Entries taken from a collection:
----------

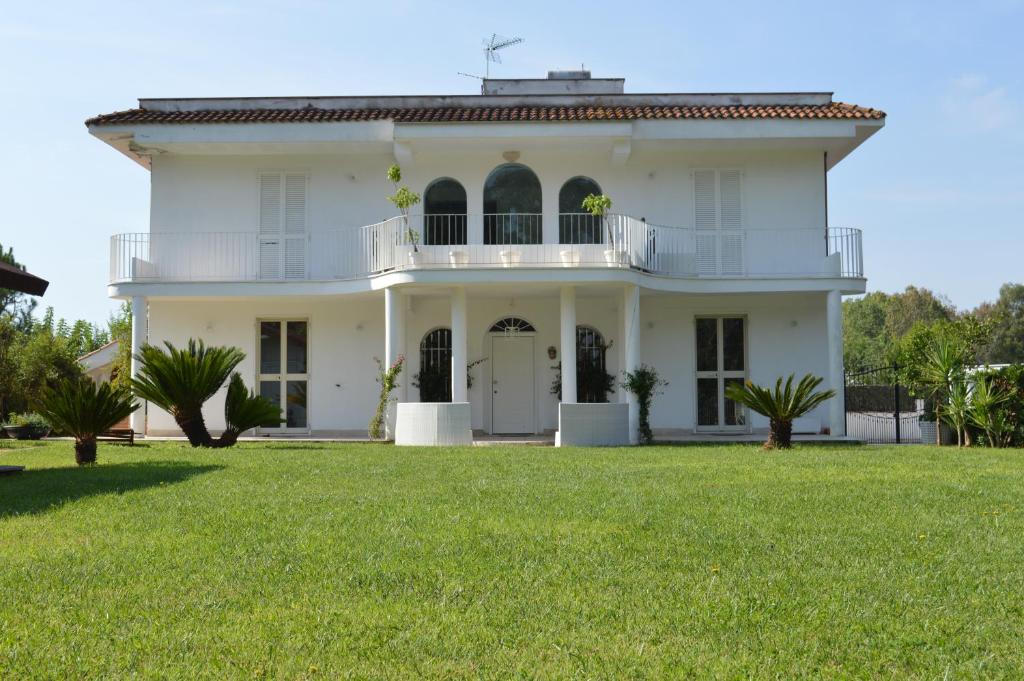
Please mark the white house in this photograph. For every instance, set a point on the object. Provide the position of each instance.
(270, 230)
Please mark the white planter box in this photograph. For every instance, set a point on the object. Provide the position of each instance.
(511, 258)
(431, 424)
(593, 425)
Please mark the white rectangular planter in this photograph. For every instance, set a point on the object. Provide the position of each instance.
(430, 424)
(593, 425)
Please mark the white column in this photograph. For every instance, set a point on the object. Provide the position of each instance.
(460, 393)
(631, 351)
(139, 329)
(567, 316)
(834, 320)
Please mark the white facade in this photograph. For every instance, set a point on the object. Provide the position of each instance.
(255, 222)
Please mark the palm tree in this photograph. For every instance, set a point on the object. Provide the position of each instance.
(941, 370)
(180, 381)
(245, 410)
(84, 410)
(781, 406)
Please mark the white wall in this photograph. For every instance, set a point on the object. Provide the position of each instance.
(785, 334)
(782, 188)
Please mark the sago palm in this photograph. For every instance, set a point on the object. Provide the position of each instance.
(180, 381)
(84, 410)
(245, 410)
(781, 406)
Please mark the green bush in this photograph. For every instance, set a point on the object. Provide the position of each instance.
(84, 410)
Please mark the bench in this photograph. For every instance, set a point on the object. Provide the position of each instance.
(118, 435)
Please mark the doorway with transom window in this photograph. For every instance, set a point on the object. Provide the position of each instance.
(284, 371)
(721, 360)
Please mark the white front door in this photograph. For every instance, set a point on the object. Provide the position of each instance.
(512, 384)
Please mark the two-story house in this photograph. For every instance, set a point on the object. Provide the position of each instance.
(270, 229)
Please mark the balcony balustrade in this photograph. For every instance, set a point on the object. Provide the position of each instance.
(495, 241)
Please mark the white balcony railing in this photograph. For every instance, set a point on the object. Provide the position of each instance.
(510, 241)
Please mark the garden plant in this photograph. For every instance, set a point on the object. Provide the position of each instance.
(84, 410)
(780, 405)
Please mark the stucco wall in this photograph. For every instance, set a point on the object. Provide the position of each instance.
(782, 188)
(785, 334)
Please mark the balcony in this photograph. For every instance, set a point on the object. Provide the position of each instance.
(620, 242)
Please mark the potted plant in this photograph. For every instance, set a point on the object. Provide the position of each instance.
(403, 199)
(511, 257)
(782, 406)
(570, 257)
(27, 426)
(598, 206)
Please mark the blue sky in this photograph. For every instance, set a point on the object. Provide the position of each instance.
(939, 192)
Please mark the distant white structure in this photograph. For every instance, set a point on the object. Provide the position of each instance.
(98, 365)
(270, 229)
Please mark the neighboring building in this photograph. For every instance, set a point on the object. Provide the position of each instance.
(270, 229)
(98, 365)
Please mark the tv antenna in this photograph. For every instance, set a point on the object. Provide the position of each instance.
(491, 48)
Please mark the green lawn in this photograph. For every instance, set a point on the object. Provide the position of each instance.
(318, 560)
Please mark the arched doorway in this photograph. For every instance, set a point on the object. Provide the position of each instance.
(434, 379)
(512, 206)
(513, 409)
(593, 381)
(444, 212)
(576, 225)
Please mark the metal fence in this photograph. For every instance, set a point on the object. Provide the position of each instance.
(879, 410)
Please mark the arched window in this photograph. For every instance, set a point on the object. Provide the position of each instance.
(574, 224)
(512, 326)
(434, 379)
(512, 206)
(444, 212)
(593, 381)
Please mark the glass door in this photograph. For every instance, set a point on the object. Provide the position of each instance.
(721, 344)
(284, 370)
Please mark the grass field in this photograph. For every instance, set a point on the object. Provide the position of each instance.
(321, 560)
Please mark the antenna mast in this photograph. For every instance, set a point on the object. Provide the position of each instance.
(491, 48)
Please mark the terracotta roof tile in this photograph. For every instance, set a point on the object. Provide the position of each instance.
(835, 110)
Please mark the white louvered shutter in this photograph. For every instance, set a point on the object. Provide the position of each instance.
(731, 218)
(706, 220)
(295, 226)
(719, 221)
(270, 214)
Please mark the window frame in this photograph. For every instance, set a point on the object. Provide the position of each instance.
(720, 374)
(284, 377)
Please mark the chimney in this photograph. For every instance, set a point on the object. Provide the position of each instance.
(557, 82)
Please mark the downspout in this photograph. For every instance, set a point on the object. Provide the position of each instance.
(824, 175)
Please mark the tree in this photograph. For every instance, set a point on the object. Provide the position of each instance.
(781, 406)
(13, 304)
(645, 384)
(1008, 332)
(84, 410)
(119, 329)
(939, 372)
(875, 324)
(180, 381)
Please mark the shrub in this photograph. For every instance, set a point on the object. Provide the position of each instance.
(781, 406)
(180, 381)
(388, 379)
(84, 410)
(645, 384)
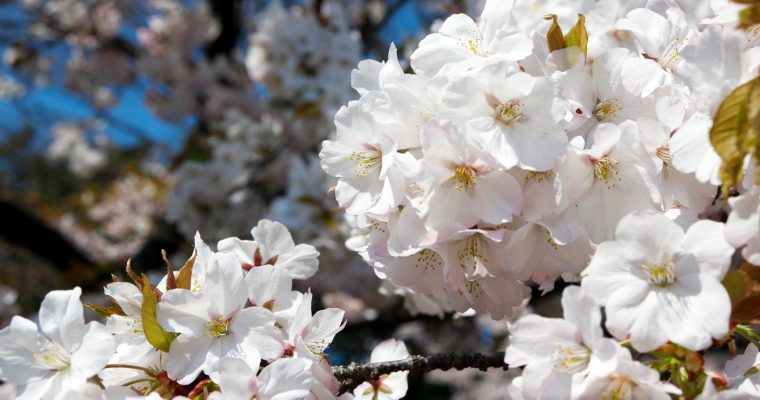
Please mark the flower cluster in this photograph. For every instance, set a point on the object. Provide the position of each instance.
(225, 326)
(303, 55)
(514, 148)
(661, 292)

----------

PROBLEM DETAILS:
Only the text of the records is to be reproduced exactly; skip the pictures.

EXERCISE OUTPUT:
Please mark the white house in this photograph. For every instance, set a point on the object. Provide the position of each instance.
(270, 230)
Please mark the white planter box in this photograph. For every instance, set a point on the object. Provide the position of each instance.
(511, 258)
(431, 424)
(593, 425)
Please mark the white rectangular planter in this photograph. For every instance, set a point on the object. Provide the position of each instance.
(430, 424)
(593, 425)
Please mark the white column in this photograph. For every instance, set a point on the object. Provide the position of each instance.
(460, 393)
(631, 351)
(139, 329)
(567, 316)
(834, 320)
Please mark the white facade in this photograph. For every instance, set a point on the object. Provide the position of each instance.
(255, 222)
Please mark the palm tree in this photograph. For every instance, set a point on the object. Provide the position of each instance.
(941, 370)
(180, 381)
(245, 410)
(84, 410)
(781, 406)
Please mark the white wall in this photograph. For every instance, set a point on the object. Provide the position of each instance.
(785, 334)
(782, 188)
Please mark the sago palm in this photograph. For every instance, set a point on the object. Provide the position of each instance.
(180, 381)
(84, 410)
(245, 410)
(781, 406)
Please mark the green bush in this photograph. For every instance, set a point on the object. Provide the position of each instance.
(84, 410)
Please mark the bench in this photograph. For every instance, set a point on the object. Provide the position of each instance.
(118, 435)
Please mark the doorway with transom window in this photograph. For every instance, set a point on the object. Provide the position of each instance.
(284, 371)
(721, 360)
Please mark the white front door in this photograph. For every instance, set a point on the object. Provide the position of each instance.
(512, 384)
Please mark the two-story house in this photograph. For every instance, set a point on the object. Provide the position of each instance.
(270, 229)
Please mark the balcony balustrade in this photograph. For every instance, set a point on the object. Provide the position of each instance.
(495, 241)
Please mark the white balcony railing in this photograph. For every instance, set a point on the object. Provide the position of each instance.
(510, 241)
Please mark the garden plant in this photograph. For every instance, set a point on the object. Provide the position of each instance.
(84, 410)
(780, 405)
Please mark the stucco wall in this photograph. For every instance, set a point on the object. Provide the position of each instance.
(782, 188)
(785, 334)
Please mark the balcony in this photograph. For every instance, set a point on the object. Provide the position of each instance.
(620, 242)
Please mark the potted plant in this photograph. For every instance, set a point on the object. Provide the position of each instance.
(403, 199)
(511, 257)
(782, 406)
(570, 257)
(27, 426)
(598, 206)
Please mark the blue sky in this photograph. For every instance, set a point on the object. Provide the position of each instance.
(939, 192)
Please mark the distant white structure in this photograph. For every instance, set a point on the object. Provide the position of each instance.
(98, 365)
(270, 229)
Please mark the neighboring building in this photograph. For every instance, set a point on the object. Provide the position of each instance.
(270, 229)
(98, 365)
Please mark the tv antenna in this photograph. For every instance, set a point on the object. Provide the position of each instance.
(491, 48)
Please mark the green lawn in this photograph. For every instance, set a point on the object. Provide the position of each instance.
(318, 560)
Please mark the arched doorway in this photograph. For every instance, set a point on the object. Provide the position of each instance.
(434, 379)
(512, 206)
(513, 409)
(593, 381)
(444, 212)
(576, 225)
Please mark the metal fence in this photograph. For every instance, set a point on the object. Provide the position of each instance.
(879, 410)
Please mark the arched window in this photograph. For every instance, set a point on the object. Provide the position of each instance.
(574, 224)
(512, 326)
(434, 379)
(512, 206)
(444, 212)
(593, 381)
Please mark the glass door in this photograph. For every instance, set a point on the object. Provide the position of each instance.
(721, 344)
(284, 370)
Please mark the grass field in this photograph. For every instance, set a point on the object. Provide the position of each instance.
(321, 560)
Please mark the antenna mast in this photograph. For every instance, set a point on the object. Provide the position of each instance.
(491, 48)
Please mark the terracotta roof tile in this photograph. For every instance, set a point on the object. Provide the position of each instance.
(835, 110)
Please mark the white louvered shutter in this photograph. For every instance, set a point on the object. Provide the position of each instance.
(731, 218)
(706, 220)
(295, 226)
(719, 221)
(270, 214)
Please mark the window frame in this photograph. For every instance, set a point on the object. Provide the position of each instance.
(720, 374)
(284, 377)
Please mark the chimney in this photograph. For every instance, set a point on the object. Provide the position of each instance.
(557, 82)
Please mark the downspout in this photograph. For every instance, set a point on the object. Provide the position of each instance.
(824, 175)
Please mark the tree in this photograph. For every instance, set a point on the object. Provide the position of each instance.
(781, 406)
(13, 304)
(645, 384)
(1008, 332)
(84, 410)
(119, 329)
(939, 372)
(875, 324)
(180, 381)
Please mark the shrub in this photograph. For every instance, set a point on the object. Provide the position of each instance.
(781, 406)
(180, 381)
(388, 379)
(84, 410)
(645, 384)
Please mark the flower cluster in this photograph. For every instance, set a point on the object. Provide the position of each instance.
(225, 326)
(303, 55)
(514, 148)
(661, 292)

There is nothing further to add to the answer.